YOUR OBJECTIVE - Copy the lines of the records below from the line with "of pink flowers." through the line with "x=445, y=45", including both of those lines.

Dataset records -

##########

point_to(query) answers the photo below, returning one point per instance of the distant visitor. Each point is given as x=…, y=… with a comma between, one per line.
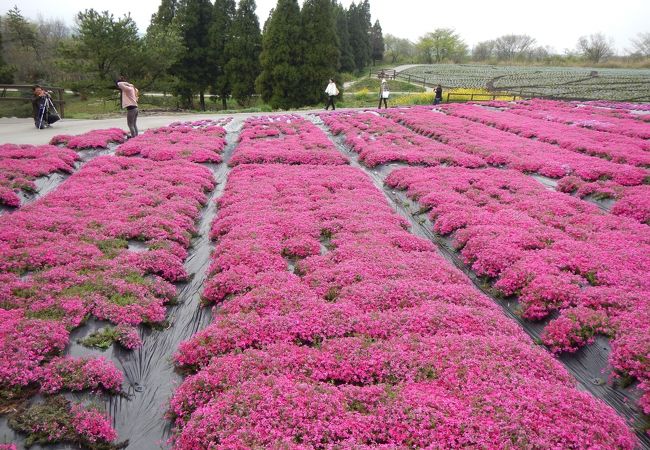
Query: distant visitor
x=129, y=94
x=332, y=91
x=384, y=93
x=43, y=110
x=438, y=98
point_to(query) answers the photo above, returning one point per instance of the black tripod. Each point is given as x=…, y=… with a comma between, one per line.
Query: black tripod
x=47, y=112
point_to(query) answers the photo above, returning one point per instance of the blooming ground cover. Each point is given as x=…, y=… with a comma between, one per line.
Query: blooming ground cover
x=91, y=139
x=66, y=257
x=337, y=328
x=559, y=82
x=555, y=252
x=287, y=139
x=577, y=173
x=379, y=140
x=614, y=147
x=200, y=141
x=580, y=115
x=20, y=165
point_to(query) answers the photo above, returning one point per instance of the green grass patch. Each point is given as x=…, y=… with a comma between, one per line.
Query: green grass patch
x=101, y=339
x=372, y=84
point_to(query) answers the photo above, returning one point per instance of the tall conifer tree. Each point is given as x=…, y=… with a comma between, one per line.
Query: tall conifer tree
x=321, y=48
x=279, y=82
x=346, y=59
x=6, y=74
x=244, y=47
x=193, y=19
x=223, y=14
x=377, y=41
x=165, y=14
x=359, y=27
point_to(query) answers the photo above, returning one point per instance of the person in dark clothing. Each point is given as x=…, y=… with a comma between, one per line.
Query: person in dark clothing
x=129, y=101
x=331, y=91
x=438, y=97
x=39, y=107
x=384, y=93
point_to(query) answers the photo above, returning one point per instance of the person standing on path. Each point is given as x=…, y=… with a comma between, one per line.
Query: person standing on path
x=332, y=91
x=129, y=95
x=438, y=97
x=384, y=92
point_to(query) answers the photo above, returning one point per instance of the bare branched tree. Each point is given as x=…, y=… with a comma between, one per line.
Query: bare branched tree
x=596, y=47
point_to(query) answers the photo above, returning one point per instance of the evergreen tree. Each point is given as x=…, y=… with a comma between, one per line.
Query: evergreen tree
x=346, y=59
x=377, y=40
x=359, y=27
x=193, y=19
x=244, y=46
x=321, y=48
x=279, y=82
x=166, y=13
x=223, y=14
x=6, y=72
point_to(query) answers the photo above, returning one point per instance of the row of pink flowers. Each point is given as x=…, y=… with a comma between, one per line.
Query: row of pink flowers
x=615, y=147
x=582, y=116
x=91, y=139
x=20, y=165
x=201, y=141
x=66, y=257
x=500, y=148
x=379, y=140
x=622, y=107
x=553, y=251
x=632, y=201
x=337, y=328
x=286, y=139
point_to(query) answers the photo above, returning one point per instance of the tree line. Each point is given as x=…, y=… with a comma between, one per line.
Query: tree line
x=197, y=47
x=193, y=48
x=445, y=45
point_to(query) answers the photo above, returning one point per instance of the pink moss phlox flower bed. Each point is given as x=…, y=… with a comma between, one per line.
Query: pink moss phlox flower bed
x=198, y=142
x=379, y=140
x=91, y=139
x=61, y=421
x=286, y=139
x=632, y=201
x=619, y=105
x=66, y=257
x=599, y=119
x=20, y=165
x=337, y=328
x=501, y=148
x=71, y=374
x=203, y=123
x=617, y=148
x=553, y=251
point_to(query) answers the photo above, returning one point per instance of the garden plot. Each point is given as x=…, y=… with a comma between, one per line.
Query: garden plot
x=577, y=173
x=332, y=322
x=199, y=141
x=286, y=139
x=109, y=205
x=610, y=146
x=562, y=82
x=23, y=166
x=364, y=329
x=582, y=116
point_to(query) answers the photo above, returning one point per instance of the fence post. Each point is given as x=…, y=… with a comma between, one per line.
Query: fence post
x=61, y=102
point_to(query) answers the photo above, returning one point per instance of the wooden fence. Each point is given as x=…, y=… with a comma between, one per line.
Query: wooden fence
x=25, y=95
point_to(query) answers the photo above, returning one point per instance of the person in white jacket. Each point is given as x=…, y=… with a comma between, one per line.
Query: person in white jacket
x=332, y=91
x=129, y=101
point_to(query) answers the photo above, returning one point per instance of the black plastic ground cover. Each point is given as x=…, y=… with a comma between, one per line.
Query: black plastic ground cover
x=589, y=365
x=149, y=374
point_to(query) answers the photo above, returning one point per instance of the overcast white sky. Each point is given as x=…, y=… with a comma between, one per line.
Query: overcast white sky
x=554, y=23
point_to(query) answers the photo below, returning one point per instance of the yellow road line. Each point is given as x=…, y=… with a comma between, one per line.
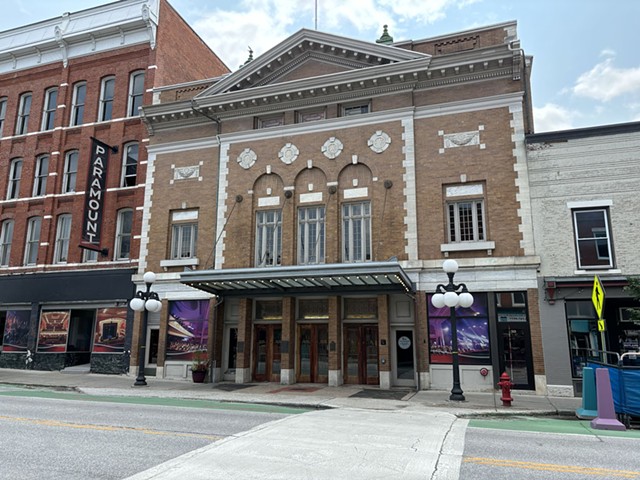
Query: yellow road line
x=108, y=428
x=605, y=472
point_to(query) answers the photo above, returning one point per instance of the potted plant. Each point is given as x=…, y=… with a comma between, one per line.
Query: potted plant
x=200, y=366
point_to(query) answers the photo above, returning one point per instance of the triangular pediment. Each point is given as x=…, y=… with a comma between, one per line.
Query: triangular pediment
x=308, y=54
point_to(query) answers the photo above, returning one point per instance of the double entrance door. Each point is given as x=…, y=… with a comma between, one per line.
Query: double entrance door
x=267, y=354
x=313, y=353
x=361, y=354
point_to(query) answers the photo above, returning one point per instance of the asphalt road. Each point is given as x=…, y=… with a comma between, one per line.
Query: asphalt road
x=73, y=437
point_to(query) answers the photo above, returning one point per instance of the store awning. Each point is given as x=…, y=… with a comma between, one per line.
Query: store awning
x=331, y=279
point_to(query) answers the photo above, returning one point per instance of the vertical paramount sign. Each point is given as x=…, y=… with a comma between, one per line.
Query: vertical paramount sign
x=94, y=197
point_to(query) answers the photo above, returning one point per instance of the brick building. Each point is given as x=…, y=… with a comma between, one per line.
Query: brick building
x=70, y=90
x=301, y=208
x=584, y=199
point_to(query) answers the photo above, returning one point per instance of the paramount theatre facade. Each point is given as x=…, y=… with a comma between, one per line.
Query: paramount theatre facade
x=298, y=212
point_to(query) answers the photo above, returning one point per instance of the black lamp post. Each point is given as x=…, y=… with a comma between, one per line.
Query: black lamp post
x=144, y=302
x=452, y=296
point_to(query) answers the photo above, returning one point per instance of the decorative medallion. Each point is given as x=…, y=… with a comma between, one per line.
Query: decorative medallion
x=289, y=153
x=332, y=148
x=247, y=158
x=379, y=141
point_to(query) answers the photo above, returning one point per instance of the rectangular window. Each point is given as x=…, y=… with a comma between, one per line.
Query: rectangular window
x=33, y=241
x=356, y=232
x=70, y=172
x=106, y=99
x=24, y=110
x=466, y=221
x=136, y=93
x=311, y=115
x=3, y=113
x=49, y=109
x=310, y=235
x=40, y=176
x=129, y=165
x=183, y=240
x=77, y=107
x=6, y=236
x=268, y=238
x=349, y=110
x=123, y=235
x=63, y=234
x=15, y=174
x=593, y=240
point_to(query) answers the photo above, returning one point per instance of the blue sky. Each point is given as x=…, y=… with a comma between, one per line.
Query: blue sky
x=586, y=71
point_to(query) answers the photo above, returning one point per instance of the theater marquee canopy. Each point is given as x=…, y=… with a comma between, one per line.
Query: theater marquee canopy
x=332, y=279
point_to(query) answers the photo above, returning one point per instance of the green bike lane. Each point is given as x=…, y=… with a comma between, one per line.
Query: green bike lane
x=18, y=391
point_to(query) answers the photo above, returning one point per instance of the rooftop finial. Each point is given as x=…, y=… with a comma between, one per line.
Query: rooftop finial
x=385, y=39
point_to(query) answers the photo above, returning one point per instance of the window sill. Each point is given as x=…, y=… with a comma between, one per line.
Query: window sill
x=468, y=246
x=182, y=262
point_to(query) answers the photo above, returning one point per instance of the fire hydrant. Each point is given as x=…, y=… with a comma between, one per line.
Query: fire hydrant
x=505, y=384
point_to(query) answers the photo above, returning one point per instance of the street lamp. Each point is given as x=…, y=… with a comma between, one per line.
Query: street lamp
x=145, y=302
x=452, y=296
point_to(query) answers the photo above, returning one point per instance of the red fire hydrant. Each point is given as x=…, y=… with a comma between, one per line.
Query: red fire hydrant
x=505, y=384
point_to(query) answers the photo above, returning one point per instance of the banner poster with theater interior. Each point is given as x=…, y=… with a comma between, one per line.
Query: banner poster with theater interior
x=111, y=329
x=472, y=325
x=188, y=328
x=16, y=331
x=54, y=331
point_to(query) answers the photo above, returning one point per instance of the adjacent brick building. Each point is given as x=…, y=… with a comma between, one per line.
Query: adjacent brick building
x=63, y=83
x=299, y=210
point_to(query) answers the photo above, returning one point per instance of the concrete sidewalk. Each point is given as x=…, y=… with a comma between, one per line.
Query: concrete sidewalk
x=302, y=395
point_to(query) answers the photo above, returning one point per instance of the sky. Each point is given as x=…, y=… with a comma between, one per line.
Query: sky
x=586, y=69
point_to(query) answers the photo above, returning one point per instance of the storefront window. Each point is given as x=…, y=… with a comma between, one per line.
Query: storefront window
x=472, y=328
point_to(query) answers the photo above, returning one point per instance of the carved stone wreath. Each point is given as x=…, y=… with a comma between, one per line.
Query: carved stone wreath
x=289, y=153
x=247, y=158
x=332, y=148
x=379, y=141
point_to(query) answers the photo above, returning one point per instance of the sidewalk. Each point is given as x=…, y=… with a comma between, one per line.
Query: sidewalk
x=299, y=395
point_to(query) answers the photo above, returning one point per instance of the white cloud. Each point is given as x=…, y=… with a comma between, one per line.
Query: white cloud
x=605, y=81
x=552, y=117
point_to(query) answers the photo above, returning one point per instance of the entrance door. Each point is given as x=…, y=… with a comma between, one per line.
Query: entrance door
x=313, y=353
x=266, y=349
x=404, y=368
x=515, y=354
x=361, y=354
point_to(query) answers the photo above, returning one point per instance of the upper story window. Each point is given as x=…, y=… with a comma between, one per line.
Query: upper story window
x=356, y=232
x=40, y=176
x=3, y=113
x=34, y=226
x=465, y=214
x=184, y=234
x=77, y=105
x=270, y=121
x=6, y=236
x=124, y=229
x=15, y=174
x=593, y=239
x=107, y=88
x=24, y=110
x=49, y=109
x=70, y=172
x=129, y=165
x=355, y=109
x=136, y=93
x=311, y=115
x=268, y=238
x=311, y=236
x=63, y=235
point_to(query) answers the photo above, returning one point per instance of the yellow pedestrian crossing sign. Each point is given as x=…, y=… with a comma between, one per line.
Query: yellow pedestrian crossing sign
x=597, y=297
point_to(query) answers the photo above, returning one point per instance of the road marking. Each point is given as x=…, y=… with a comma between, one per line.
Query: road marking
x=604, y=472
x=108, y=428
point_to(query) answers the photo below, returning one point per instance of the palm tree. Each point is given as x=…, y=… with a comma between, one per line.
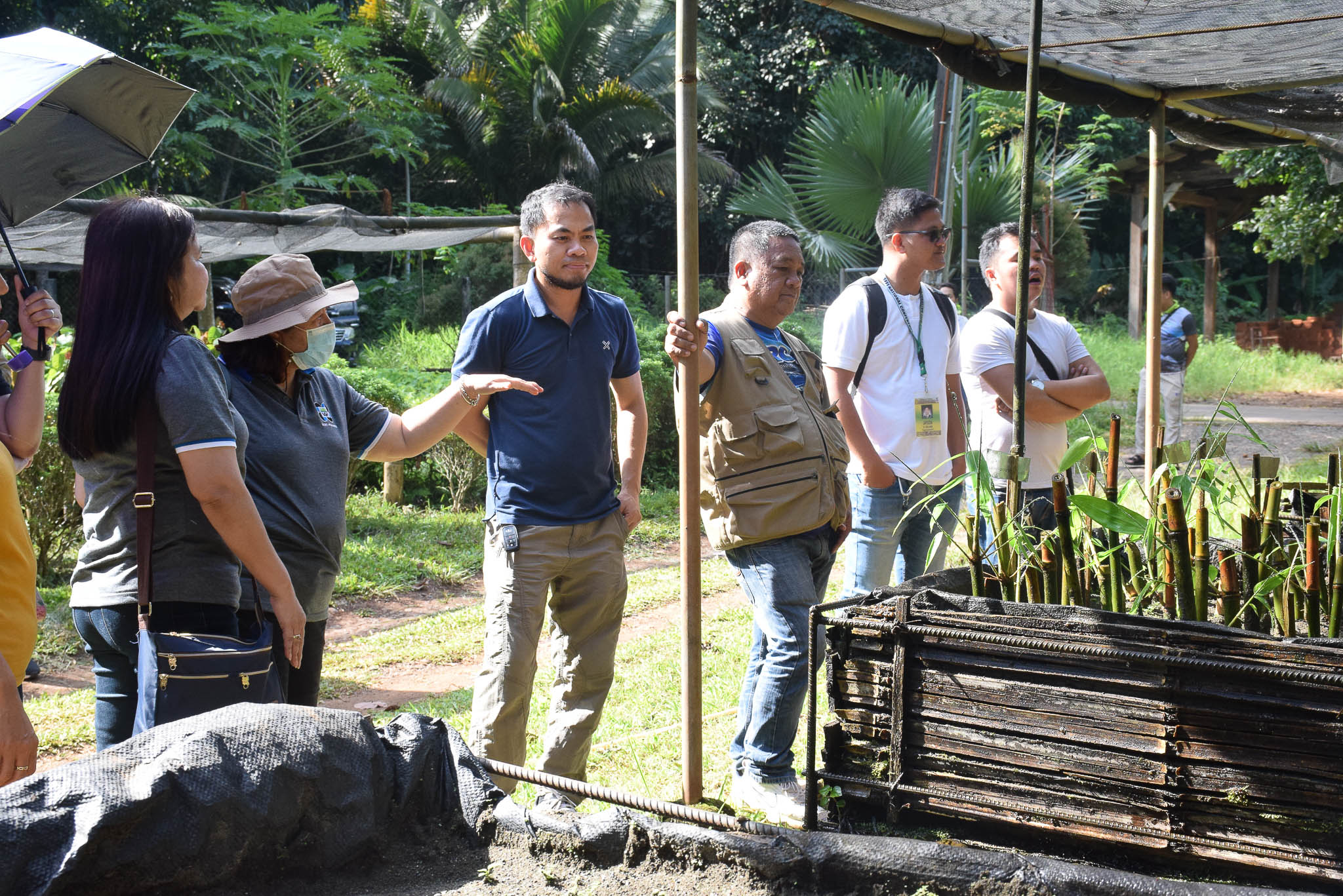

##########

IN RESPONSE -
point_to(query) answers the photo above, returning one point per instance of the row of pink flowers. Each point is given as x=…, y=… with a comma between, one per line.
Query: row of pink flowers
x=615, y=147
x=582, y=116
x=91, y=139
x=20, y=165
x=201, y=141
x=66, y=257
x=500, y=148
x=379, y=140
x=622, y=107
x=553, y=251
x=632, y=201
x=337, y=328
x=286, y=139
point_to(query) answers the photo above, returning one point per instance of the tree line. Each point is given as x=…, y=… with a comma between, one per line.
Query: tree line
x=197, y=47
x=193, y=48
x=445, y=45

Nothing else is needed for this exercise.